* _Exercise set_
1: In the ownership discussion below, between which two people was the debate in La Voix du Peuple held?
2: Copy out, word for word, the part of the ownership discussion that runs from "Of course the" up to and including "issue of property.".

* _Document text_
*** Block opens ***
This has been such a consistently universal view that very few people question it. Even fewer have thought through a cogent alternative. Most people go slack-jawed at the suggestion that an alternative is possible.
Here's something from years back, before I'd zeroed in on the perverse nature of ownership:
Anyone want to brainstorm a viable alternative to "ownership"?
/images/17459352527399495.webp
I have encountered this argument often before but typically in the context of 'debunking' libertarian ideas that property rights are compatible with the non-aggression principle. I think it's correct to say, especially with regards to ownership of agricultural land, that the foundation of property rights is the capacity to violently exclude others or have the state do that on your behalf. I don't think you could find much currently occupied land that wasn't at some point taken from one person or people from another through force. The point of establishing this is usually not to suggest that we actually do away with property rights or ownership as a concept but to say that if the intellectual framework which finds that 'taxation is theft' can also be used to show that 'ownership is theft' then that framework isn't particularly useful for making normative claims and should be discarded.
Of course the usual Libertarian (or rather right-anarchist) counter argument is that the NAP is just a loose description of their fundamental ethic and not the basis of their moral system.
Which is instead, conveniently, axiomatically based on property and contracts. Or immediately derived from some philosophical device shaped like Natural Law.
The lenghty debate between Proudhon and Bastiat in La Voix du Peuple is illuminating on this question, and really most contentious points between left and right anarchists on economics. And I would like to once again mention that Proudhon himself was eventually convinced by the right anarchist side on the particular issue of property.
*** Block closes ***
* _Data listing_
*** Block opens ***
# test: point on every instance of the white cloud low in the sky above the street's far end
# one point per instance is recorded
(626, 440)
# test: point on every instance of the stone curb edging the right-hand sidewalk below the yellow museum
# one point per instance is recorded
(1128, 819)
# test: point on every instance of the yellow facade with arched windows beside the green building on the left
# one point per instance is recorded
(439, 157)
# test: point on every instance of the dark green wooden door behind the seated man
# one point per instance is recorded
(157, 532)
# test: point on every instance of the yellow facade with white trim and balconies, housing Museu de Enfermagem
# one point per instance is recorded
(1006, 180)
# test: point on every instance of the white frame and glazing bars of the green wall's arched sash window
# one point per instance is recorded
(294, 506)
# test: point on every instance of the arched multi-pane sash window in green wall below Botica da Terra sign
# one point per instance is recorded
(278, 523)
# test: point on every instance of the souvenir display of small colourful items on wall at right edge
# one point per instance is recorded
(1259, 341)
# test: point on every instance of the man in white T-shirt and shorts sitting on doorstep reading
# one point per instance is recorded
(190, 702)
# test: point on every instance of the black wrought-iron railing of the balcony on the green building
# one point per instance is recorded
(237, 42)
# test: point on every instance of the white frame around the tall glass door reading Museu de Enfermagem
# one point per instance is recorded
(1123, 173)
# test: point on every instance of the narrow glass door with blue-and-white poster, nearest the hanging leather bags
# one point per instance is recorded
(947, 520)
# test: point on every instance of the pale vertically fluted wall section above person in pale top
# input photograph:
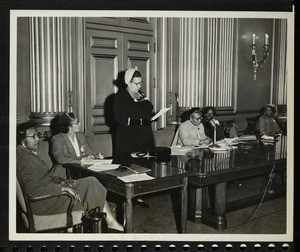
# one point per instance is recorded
(207, 47)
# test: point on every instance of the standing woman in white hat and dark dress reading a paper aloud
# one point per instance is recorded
(132, 112)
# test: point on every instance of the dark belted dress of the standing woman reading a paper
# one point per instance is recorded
(132, 138)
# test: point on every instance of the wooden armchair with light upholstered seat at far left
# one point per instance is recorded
(46, 223)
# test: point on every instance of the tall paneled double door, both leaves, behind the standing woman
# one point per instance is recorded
(107, 53)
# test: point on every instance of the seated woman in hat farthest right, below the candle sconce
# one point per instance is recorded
(267, 124)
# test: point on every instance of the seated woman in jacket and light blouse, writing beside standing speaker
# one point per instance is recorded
(70, 145)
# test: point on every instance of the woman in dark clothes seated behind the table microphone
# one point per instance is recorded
(209, 122)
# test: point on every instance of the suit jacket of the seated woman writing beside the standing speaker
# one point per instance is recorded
(63, 151)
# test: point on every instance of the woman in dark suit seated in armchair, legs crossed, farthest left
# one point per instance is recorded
(88, 191)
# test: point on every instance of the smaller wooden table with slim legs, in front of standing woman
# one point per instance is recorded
(166, 178)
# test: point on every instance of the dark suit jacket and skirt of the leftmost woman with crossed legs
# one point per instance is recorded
(38, 182)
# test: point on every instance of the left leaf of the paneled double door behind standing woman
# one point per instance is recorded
(104, 61)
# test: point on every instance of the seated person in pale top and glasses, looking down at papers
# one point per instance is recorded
(191, 132)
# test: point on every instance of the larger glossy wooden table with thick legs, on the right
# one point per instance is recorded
(216, 169)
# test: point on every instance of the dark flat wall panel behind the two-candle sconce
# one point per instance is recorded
(252, 94)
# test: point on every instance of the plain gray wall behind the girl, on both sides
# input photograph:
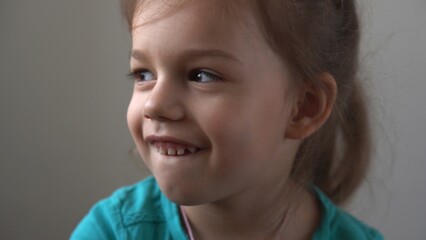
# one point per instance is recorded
(64, 143)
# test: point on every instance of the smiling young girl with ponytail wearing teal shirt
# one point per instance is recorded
(250, 117)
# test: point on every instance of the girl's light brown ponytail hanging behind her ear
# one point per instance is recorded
(344, 159)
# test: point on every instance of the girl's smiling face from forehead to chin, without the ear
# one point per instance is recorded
(210, 109)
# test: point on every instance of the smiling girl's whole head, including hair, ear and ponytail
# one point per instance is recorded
(238, 95)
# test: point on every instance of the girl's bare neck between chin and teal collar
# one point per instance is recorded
(266, 214)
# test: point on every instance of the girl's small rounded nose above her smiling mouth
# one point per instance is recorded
(164, 103)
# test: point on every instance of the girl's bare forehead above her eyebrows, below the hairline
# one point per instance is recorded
(200, 22)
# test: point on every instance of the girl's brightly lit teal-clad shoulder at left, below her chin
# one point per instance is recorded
(132, 212)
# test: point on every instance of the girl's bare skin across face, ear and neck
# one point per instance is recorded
(206, 78)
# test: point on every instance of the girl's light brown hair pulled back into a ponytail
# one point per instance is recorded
(313, 37)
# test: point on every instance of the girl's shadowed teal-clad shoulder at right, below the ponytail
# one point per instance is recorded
(336, 223)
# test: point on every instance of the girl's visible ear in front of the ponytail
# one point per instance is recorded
(313, 107)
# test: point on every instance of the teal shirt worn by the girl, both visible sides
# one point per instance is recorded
(141, 211)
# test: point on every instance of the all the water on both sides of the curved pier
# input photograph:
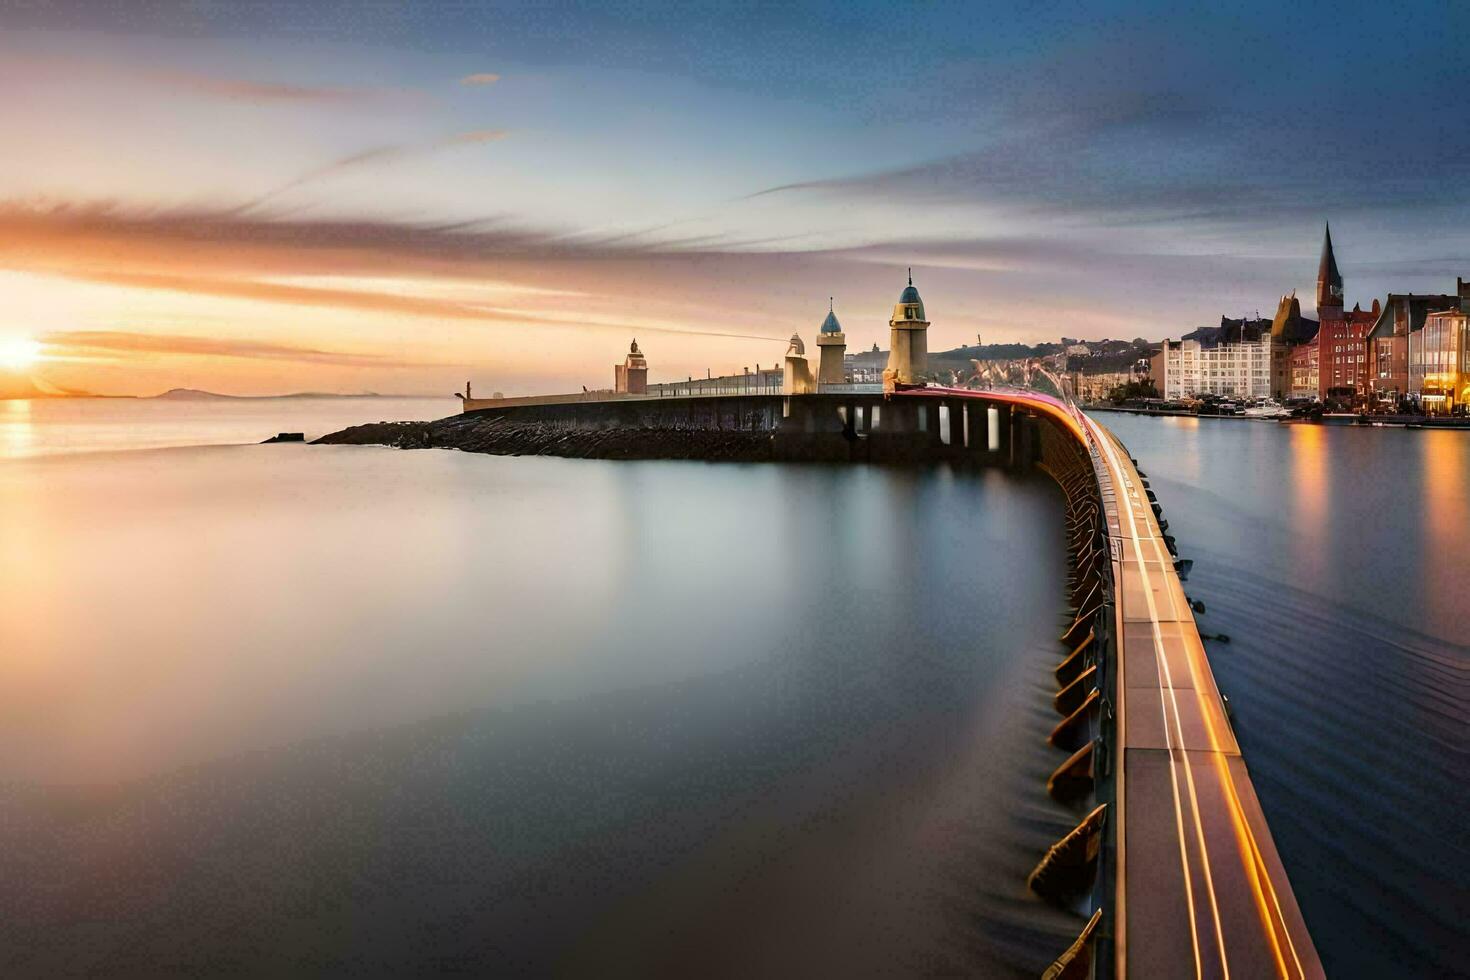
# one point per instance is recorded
(292, 709)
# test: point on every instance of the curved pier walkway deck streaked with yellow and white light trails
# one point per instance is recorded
(1199, 887)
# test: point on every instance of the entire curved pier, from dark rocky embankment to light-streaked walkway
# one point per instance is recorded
(1174, 865)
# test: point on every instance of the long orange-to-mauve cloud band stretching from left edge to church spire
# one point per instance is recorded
(1009, 286)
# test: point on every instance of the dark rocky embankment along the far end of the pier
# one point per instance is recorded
(511, 437)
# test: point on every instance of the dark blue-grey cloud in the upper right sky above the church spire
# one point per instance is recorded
(1100, 134)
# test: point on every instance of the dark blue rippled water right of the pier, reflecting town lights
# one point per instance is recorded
(1338, 562)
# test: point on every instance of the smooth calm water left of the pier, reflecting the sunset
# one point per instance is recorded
(327, 709)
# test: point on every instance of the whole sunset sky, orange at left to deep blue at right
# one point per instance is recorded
(398, 198)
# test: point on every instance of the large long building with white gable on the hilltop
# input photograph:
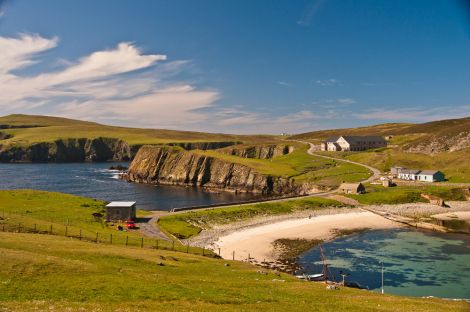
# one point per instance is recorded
(353, 143)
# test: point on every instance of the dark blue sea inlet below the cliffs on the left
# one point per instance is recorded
(96, 181)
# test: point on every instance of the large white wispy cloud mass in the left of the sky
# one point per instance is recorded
(121, 84)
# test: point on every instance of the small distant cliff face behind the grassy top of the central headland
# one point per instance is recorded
(259, 151)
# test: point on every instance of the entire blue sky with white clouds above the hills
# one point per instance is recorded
(236, 66)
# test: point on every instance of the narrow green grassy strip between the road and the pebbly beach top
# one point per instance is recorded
(188, 224)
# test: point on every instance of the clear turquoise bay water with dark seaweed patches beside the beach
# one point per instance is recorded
(416, 263)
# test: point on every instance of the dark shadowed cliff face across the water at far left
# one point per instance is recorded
(71, 150)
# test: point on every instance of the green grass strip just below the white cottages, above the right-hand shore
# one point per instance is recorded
(405, 194)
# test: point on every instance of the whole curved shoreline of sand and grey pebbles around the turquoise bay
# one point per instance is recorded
(252, 240)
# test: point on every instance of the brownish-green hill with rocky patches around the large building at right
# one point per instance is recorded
(441, 145)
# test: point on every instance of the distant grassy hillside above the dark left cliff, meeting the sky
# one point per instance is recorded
(49, 129)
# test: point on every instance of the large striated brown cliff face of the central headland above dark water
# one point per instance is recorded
(160, 165)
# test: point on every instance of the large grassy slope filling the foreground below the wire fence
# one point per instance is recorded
(42, 272)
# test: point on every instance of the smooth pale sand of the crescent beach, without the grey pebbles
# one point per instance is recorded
(257, 241)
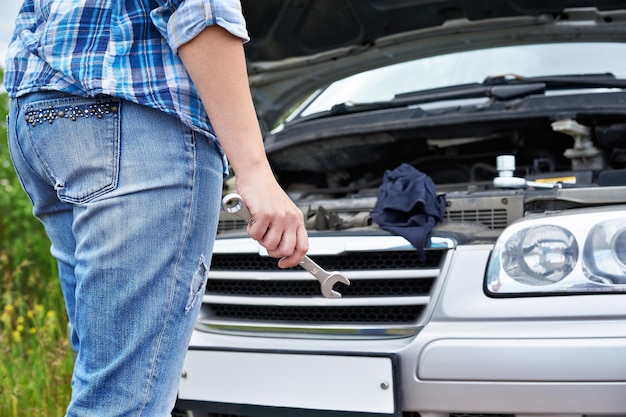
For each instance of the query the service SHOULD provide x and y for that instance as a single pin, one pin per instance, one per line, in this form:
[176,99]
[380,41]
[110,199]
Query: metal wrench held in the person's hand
[233,203]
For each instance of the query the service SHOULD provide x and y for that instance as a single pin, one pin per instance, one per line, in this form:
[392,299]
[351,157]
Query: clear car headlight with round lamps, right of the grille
[575,252]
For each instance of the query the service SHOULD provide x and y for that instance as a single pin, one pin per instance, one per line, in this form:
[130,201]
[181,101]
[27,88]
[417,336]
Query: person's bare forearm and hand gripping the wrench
[216,63]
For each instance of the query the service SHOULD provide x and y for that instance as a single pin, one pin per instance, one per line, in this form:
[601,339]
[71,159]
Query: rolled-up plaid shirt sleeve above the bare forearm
[179,21]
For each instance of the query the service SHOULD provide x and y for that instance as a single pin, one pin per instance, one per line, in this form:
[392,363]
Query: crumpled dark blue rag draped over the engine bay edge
[408,205]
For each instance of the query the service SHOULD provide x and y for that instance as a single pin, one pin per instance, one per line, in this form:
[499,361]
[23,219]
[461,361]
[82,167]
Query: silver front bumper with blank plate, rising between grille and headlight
[557,356]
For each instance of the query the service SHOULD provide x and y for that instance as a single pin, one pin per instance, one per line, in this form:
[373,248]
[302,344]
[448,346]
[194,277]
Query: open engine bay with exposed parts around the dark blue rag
[559,163]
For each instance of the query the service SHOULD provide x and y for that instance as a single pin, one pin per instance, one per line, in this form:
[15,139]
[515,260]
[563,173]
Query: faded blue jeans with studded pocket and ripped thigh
[130,200]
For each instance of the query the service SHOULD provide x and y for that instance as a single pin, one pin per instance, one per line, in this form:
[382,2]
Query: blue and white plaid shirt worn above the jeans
[124,48]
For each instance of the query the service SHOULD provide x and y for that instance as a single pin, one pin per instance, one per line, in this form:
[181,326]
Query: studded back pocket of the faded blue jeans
[76,142]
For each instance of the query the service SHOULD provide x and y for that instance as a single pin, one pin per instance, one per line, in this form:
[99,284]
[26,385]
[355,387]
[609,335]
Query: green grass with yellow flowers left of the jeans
[36,364]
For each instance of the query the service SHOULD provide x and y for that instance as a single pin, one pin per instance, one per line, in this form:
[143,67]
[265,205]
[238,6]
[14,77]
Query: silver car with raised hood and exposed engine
*** Block closes ***
* _Per-task outputs_
1: Proudhon and Bastiat.

2:
Of course the usual Libertarian (or rather right-anarchist) counter argument is that the NAP is just a loose description of their fundamental ethic and not the basis of their moral system.
Which is instead, conveniently, axiomatically based on property and contracts. Or immediately derived from some philosophical device shaped like Natural Law.
The lenghty debate between Proudhon and Bastiat in La Voix du Peuple is illuminating on this question, and really most contentious points between left and right anarchists on economics. And I would like to once again mention that Proudhon himself was eventually convinced by the right anarchist side on the particular issue of property.